##### Source data
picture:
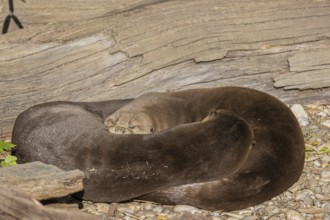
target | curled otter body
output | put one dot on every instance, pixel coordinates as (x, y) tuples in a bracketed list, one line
[(149, 113), (249, 151)]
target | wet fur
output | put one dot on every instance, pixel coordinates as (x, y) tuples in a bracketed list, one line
[(208, 164)]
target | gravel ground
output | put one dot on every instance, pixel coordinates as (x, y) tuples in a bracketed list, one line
[(308, 199)]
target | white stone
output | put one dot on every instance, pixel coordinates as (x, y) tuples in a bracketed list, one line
[(294, 215), (158, 209), (300, 113), (326, 123)]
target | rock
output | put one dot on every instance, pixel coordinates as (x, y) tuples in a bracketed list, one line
[(17, 205), (158, 209), (186, 208), (42, 181), (294, 215), (326, 123), (301, 115)]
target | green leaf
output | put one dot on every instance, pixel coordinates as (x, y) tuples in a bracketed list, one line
[(6, 146), (9, 161)]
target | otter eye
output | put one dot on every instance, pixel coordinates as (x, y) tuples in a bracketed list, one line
[(131, 126)]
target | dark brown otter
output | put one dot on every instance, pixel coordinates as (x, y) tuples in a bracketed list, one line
[(206, 163)]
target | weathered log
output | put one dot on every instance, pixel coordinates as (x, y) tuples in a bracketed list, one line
[(41, 181), (97, 50), (16, 205)]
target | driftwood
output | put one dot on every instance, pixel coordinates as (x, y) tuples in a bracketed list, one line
[(16, 206), (98, 50), (41, 181)]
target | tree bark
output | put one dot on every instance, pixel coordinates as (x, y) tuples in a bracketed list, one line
[(99, 50)]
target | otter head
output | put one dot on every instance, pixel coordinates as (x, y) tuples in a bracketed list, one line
[(122, 122)]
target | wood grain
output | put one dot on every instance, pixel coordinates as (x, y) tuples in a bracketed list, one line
[(96, 50)]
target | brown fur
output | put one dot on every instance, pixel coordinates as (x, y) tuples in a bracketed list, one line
[(206, 163)]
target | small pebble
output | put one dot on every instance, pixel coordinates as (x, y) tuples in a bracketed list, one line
[(300, 113), (294, 215)]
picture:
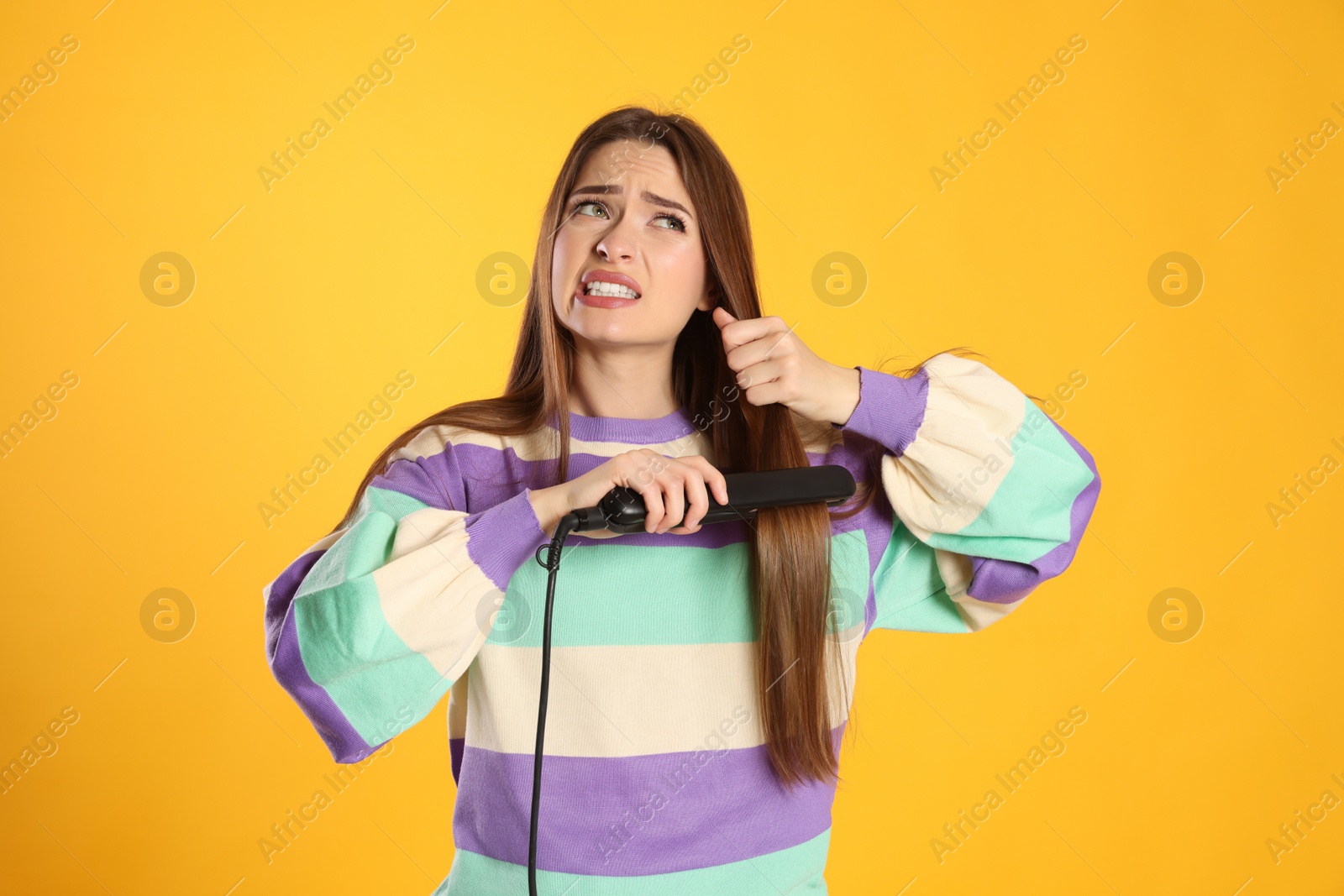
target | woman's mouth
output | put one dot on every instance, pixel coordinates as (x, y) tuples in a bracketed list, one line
[(600, 293)]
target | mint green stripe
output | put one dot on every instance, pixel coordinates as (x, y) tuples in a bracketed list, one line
[(380, 683), (936, 613), (620, 594), (906, 574), (797, 869), (1028, 515)]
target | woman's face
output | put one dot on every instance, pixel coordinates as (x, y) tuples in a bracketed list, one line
[(631, 219)]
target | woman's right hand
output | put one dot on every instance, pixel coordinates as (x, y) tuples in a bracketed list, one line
[(667, 484)]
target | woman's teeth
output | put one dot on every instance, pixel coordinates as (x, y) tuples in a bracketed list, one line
[(602, 288)]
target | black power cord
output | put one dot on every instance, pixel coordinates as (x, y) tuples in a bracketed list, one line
[(551, 563)]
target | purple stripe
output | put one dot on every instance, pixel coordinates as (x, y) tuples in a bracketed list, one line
[(416, 479), (622, 429), (890, 409), (501, 539), (636, 815), (286, 664), (454, 752), (1005, 580)]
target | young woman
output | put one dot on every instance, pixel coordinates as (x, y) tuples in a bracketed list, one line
[(702, 674)]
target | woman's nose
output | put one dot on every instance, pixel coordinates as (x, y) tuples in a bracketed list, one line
[(618, 242)]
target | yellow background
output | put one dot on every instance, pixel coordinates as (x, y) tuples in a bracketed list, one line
[(362, 261)]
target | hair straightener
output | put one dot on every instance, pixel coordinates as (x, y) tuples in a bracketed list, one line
[(622, 511)]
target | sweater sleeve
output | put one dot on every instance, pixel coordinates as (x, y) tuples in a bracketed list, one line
[(375, 622), (990, 495)]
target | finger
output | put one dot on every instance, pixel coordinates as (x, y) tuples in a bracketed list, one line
[(769, 392), (674, 488), (745, 331), (699, 500), (759, 374), (770, 347), (711, 476), (652, 495)]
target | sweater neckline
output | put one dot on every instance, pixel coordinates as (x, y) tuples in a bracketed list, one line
[(629, 429)]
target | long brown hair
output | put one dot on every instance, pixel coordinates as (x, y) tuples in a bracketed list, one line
[(790, 546)]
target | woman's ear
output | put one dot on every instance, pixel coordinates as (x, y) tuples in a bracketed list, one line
[(710, 300)]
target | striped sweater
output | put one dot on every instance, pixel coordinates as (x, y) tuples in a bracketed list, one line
[(656, 778)]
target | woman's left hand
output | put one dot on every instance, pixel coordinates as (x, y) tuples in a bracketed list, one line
[(774, 365)]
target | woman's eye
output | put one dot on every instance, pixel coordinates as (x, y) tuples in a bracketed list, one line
[(676, 221)]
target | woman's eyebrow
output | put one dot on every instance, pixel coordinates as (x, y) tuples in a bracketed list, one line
[(647, 196)]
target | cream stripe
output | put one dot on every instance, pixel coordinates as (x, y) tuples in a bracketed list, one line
[(956, 573), (457, 700), (817, 438), (978, 614), (433, 597), (624, 700), (963, 450)]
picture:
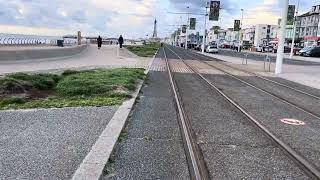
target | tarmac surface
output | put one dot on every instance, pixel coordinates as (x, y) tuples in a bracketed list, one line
[(232, 146), (153, 147), (48, 143), (90, 58)]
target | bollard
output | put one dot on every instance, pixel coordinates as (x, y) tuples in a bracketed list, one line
[(245, 57), (118, 49), (267, 59)]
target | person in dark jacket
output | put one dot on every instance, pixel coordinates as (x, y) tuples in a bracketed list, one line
[(99, 40), (120, 40)]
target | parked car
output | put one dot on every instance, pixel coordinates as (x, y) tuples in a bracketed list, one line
[(197, 47), (212, 49), (205, 48), (286, 49), (312, 52), (304, 50), (259, 48)]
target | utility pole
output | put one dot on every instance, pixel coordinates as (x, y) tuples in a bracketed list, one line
[(188, 25), (239, 46), (279, 61), (294, 30), (205, 29)]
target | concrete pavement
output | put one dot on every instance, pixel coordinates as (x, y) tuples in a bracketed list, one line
[(48, 143), (52, 143), (152, 148)]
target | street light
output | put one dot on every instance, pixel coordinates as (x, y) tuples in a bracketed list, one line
[(188, 23), (280, 50), (294, 30), (240, 30), (205, 30)]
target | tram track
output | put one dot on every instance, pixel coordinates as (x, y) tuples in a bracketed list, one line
[(258, 76), (304, 109), (196, 163), (308, 167)]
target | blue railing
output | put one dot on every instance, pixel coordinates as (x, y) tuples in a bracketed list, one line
[(25, 40)]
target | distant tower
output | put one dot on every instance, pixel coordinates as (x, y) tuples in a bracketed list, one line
[(155, 34)]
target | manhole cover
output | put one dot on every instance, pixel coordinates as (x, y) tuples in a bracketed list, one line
[(294, 122)]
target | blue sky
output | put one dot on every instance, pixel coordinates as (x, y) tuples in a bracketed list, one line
[(132, 18)]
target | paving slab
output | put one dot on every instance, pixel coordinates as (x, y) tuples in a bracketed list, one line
[(48, 143), (153, 148)]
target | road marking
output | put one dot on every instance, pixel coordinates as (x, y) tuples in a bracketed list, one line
[(294, 122)]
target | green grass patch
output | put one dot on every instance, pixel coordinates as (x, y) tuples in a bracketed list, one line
[(99, 87), (147, 50)]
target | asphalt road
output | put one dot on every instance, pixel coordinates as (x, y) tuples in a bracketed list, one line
[(48, 143), (153, 148), (259, 57), (232, 146)]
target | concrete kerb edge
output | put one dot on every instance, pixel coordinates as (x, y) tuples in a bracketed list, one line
[(93, 164)]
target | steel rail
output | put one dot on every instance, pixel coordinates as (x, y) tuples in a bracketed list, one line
[(264, 91), (308, 167), (198, 170), (261, 77)]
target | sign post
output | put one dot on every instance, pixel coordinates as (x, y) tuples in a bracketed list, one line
[(280, 50), (205, 30), (294, 31)]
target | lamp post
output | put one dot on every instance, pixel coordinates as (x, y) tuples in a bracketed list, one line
[(188, 25), (205, 30), (294, 30), (279, 61), (240, 30)]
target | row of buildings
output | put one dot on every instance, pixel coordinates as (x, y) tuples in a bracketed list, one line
[(307, 32)]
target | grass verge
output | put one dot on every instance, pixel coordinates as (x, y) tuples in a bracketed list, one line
[(147, 50), (99, 87)]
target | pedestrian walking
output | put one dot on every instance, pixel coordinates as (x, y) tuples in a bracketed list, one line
[(120, 40), (99, 41)]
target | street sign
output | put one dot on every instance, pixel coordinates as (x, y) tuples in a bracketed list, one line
[(214, 10), (291, 12), (236, 26), (184, 28), (193, 23)]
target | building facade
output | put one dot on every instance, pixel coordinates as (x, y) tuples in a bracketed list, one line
[(247, 35), (308, 26), (264, 33)]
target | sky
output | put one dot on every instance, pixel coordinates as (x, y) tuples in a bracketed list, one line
[(131, 18)]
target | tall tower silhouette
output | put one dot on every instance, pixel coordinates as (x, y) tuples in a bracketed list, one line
[(155, 33)]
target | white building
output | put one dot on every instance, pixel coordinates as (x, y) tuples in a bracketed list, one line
[(265, 33), (248, 34), (231, 35), (212, 36)]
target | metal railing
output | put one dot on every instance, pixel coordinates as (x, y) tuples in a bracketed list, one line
[(21, 40)]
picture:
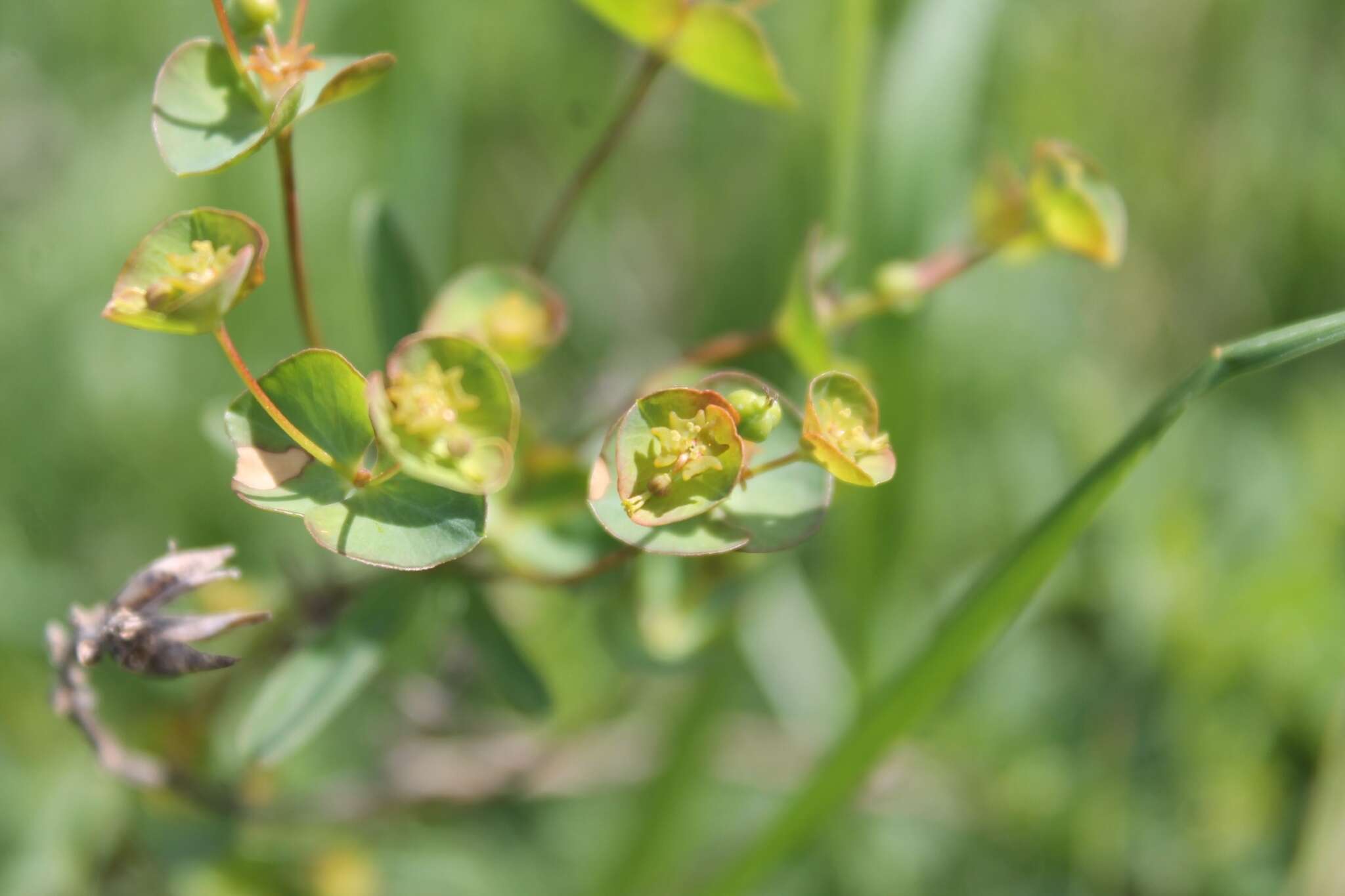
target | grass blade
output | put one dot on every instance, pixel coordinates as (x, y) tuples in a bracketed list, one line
[(399, 291), (990, 606)]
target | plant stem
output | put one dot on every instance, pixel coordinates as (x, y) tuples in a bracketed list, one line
[(286, 155), (731, 345), (583, 177), (237, 58), (298, 28), (275, 413), (231, 41), (772, 465)]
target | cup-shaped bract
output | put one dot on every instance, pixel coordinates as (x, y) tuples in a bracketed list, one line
[(510, 309), (208, 117), (188, 272), (678, 454), (449, 413), (1076, 207), (841, 431)]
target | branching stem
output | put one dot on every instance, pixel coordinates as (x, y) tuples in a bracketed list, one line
[(286, 155), (275, 413), (564, 209), (772, 465), (298, 28)]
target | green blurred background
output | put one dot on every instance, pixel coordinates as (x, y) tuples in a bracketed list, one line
[(1158, 727)]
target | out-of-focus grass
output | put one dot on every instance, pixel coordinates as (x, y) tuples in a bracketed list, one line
[(1156, 730)]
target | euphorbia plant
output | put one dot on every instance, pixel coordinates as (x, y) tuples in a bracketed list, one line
[(397, 468)]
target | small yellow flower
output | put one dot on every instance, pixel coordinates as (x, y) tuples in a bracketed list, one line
[(689, 446), (847, 431), (195, 273), (280, 65), (430, 405), (517, 324)]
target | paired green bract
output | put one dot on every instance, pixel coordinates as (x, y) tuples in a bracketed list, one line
[(206, 117), (771, 512), (717, 43), (400, 523), (188, 272), (449, 413), (841, 431), (509, 309)]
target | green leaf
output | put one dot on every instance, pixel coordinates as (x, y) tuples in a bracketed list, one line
[(1076, 207), (776, 511), (697, 536), (717, 43), (447, 413), (721, 46), (510, 309), (399, 289), (342, 78), (994, 602), (655, 482), (206, 117), (506, 667), (540, 526), (304, 694), (158, 288), (841, 431), (798, 326), (645, 22), (401, 523)]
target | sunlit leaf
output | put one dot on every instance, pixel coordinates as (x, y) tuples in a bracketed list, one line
[(188, 272), (206, 117), (721, 46), (304, 694), (645, 22), (400, 523), (510, 309), (717, 43)]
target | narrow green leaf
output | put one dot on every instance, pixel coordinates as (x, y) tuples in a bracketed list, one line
[(304, 694), (506, 667), (204, 116), (401, 523), (645, 22), (992, 605), (399, 291), (721, 46)]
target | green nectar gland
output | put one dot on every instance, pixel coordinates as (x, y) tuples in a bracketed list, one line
[(195, 273)]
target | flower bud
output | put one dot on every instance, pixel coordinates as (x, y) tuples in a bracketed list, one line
[(759, 414), (257, 14), (900, 286)]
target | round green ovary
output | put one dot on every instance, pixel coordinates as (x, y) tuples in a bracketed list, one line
[(194, 273), (430, 405)]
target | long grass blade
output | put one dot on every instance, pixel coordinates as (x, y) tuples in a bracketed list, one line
[(989, 608)]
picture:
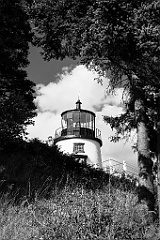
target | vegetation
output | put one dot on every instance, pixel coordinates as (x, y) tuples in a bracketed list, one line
[(78, 214), (16, 92), (48, 195), (119, 39)]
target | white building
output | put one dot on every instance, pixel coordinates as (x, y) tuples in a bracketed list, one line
[(79, 136)]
##########
Given instruction
Substitute "damp fur" for "wet fur" in the records, starting at their beginning and ending at the line that contains "[(294, 215), (158, 209), (300, 113), (326, 123)]", with all else unchanged. Reproduce only those lines, and leave the pictures out.

Written response
picture:
target | curled otter body
output | put one dot on every instance, pixel coordinates as (x, y) tuples in a bracketed list, one line
[(149, 113), (249, 151)]
target | damp fur
output | put one dot on every instance, pixel coordinates as (x, y) tuples in a bracketed list, one line
[(208, 164)]
target | gravel ground
output | put one dot on every instance, pixel coordinates as (x, y) tuples in a bracketed list, one line
[(308, 199)]
target | white stone
output | put one dot on every instance, pixel coordinates as (x, y) tuples in a bracketed list, one line
[(294, 215), (158, 209), (300, 113), (326, 123)]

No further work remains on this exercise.